#### [Aufgaben]
#1 Gib die Rede zur humanitären Hilfe von "Hier im Europäischen" bis "etwas Zusätzliches sein." erneut wieder und ersetze dabei "Vereinten Nationen" durch "UNO".
#2 Fasse bitte den Absatz der Rede zur humanitären Hilfe, der mit „Ein weiterer, sehr wichtiger Aspekt“ beginnt, als kurze Stichpunktliste zusammen und behalte dabei seine wesentlichen Aussagen bei.

#### [Lesetext]

Hier im Europäischen Parlament unterstützen wir natürlich Reformen innerhalb der Vereinten Nationen, mit einer Maßgabe, Herr Kommissar. Wir hoffen, dass die dem zentralen Nothilfefonds (CERF) zugewiesenen Mittel zusätzliche Mittel sind. Es gibt keinen Grund, weshalb unsere Institutionen ihrer treibenden Kraft, namentlich aufgrund der Arbeit des ECHO-Generalsekretariats, beraubt werden sollten. Wenn die Mitgliedstaaten oder andere Geber zu den Mitteln der Vereinten Nationen für das Eingreifen an den Schwerpunkten beitragen wollen, dann sollte das nicht zum Nachteil dessen geschehen, was bereits getan wird, sondern es sollte etwas Zusätzliches sein.
Ein weiterer, sehr wichtiger Aspekt für uns ist die Lebensmittelhilfe. Sie wurde naturgemäß in die humanitäre Hilfe eingebunden, aber wir wollten darauf hinweisen, dass sie zuweilen einen schädlichen Einfluss haben kann, indem sie störend in die lokalen Märkte eingreift. Wenn Lebensmittelhilfe angeboten wird, aber nicht gut durchdacht ist, kann das gegen das Primo-non-nocere-Prinzip verstoßen: „Zuallererst nicht schaden“. Es gilt, vom Beispiel anderer Länder zu lernen, deren humanitäre Aktionen dafür sehr bekannt sind, damit man nicht die gleichen Fehler macht.
Zum Schluss möchte ich über die Schutzverpflichtung sprechen. Was der Herr Kommissar gesagt hat, ist extrem wichtig, und wir unterstützen voll und ganz Ihre Bemerkungen zum Recht auf Eingreifen, zur Notwendigkeit überlegten Vorgehens und zur uneingeschränkten Achtung der humanitären Bemühungen, was gegebenenfalls dazu führen könnte, Sanktionen auf EU-Ebene in Erwägung zu ziehen. Wir haben endlich unseren Repräsentanten gesichert, und ich danke Ihnen, dass Sie darauf hingewiesen haben.
Wir wollen einfach, dass dieser Konsensbericht nicht nur eine Reihe von Prinzipien beinhaltet, sondern auch eine Roadmap, mit der wir – darüber besteht schon Einigkeit – eine jährlich Sitzung haben werden, damit auch das Parlament seine Rolle uneingeschränkt wahrnehmen kann.
Vittorio Agnoletto, Verfasser der Stellungnahme des mitberatenden Ausschusses für auswärtige Angelegenheiten. – (IT) Herr Präsident, meine Damen und Herren! Der Ausschuss für auswärtige Angelegenheiten unterstützt den Vorschlag von Kommissar Michel für eine interinstitutionelle Erklärung zum Europäischen Konsens zur humanitären Hilfe, aber die Regierungen der 27 Mitgliedstaaten verfolgen bei der humanitären Hilfe weiterhin einzelstaatliche politische Ziele, die zuweilen stark von denen Europas abweichen.

(Beschriftungen der Objektpunkte)
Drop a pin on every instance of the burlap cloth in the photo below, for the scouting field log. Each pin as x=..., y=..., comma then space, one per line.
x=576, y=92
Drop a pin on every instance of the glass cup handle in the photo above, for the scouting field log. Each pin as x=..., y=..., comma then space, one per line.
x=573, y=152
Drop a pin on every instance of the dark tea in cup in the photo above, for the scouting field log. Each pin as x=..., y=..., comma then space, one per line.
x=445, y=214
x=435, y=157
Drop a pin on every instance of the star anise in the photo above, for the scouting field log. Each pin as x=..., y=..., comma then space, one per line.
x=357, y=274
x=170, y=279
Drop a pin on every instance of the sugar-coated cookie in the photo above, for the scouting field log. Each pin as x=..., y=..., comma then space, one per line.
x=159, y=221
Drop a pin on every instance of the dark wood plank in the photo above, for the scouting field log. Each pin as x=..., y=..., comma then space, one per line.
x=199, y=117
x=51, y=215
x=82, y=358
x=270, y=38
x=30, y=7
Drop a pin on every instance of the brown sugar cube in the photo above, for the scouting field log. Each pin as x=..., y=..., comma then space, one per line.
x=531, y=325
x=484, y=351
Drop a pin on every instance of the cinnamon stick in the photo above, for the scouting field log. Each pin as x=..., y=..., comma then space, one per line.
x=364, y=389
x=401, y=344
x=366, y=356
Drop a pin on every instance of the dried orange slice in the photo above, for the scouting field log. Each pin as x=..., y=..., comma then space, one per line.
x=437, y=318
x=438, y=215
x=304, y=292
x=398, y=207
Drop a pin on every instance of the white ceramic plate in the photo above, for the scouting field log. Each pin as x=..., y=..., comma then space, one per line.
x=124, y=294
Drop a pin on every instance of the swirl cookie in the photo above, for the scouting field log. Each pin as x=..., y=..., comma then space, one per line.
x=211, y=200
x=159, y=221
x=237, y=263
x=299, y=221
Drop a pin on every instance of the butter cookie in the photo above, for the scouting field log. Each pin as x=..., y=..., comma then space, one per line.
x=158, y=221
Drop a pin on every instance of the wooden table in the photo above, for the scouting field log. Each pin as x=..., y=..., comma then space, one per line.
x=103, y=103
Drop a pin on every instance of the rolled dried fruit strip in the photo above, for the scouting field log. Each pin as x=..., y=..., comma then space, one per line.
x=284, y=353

#### [Die Ergebnisse]
#1
Hier im Europäischen Parlament unterstützen wir natürlich Reformen innerhalb der UNO, mit einer Maßgabe, Herr Kommissar. Wir hoffen, dass die dem zentralen Nothilfefonds (CERF) zugewiesenen Mittel zusätzliche Mittel sind. Es gibt keinen Grund, weshalb unsere Institutionen ihrer treibenden Kraft, namentlich aufgrund der Arbeit des ECHO-Generalsekretariats, beraubt werden sollten. Wenn die Mitgliedstaaten oder andere Geber zu den Mitteln der UNO für das Eingreifen an den Schwerpunkten beitragen wollen, dann sollte das nicht zum Nachteil dessen geschehen, was bereits getan wird, sondern es sollte etwas Zusätzliches sein.

#2
- Lebensmittelhilfe ist ein sehr wichtiger Aspekt und wurde in die humanitäre Hilfe eingebunden.
- Sie kann zuweilen schädlich wirken, weil sie störend in lokale Märkte eingreift.
- Schlecht durchdachte Lebensmittelhilfe kann gegen das Primo-non-nocere-Prinzip („Zuallererst nicht schaden“) verstoßen.
- Man soll vom Beispiel anderer Länder lernen, um nicht die gleichen Fehler zu machen.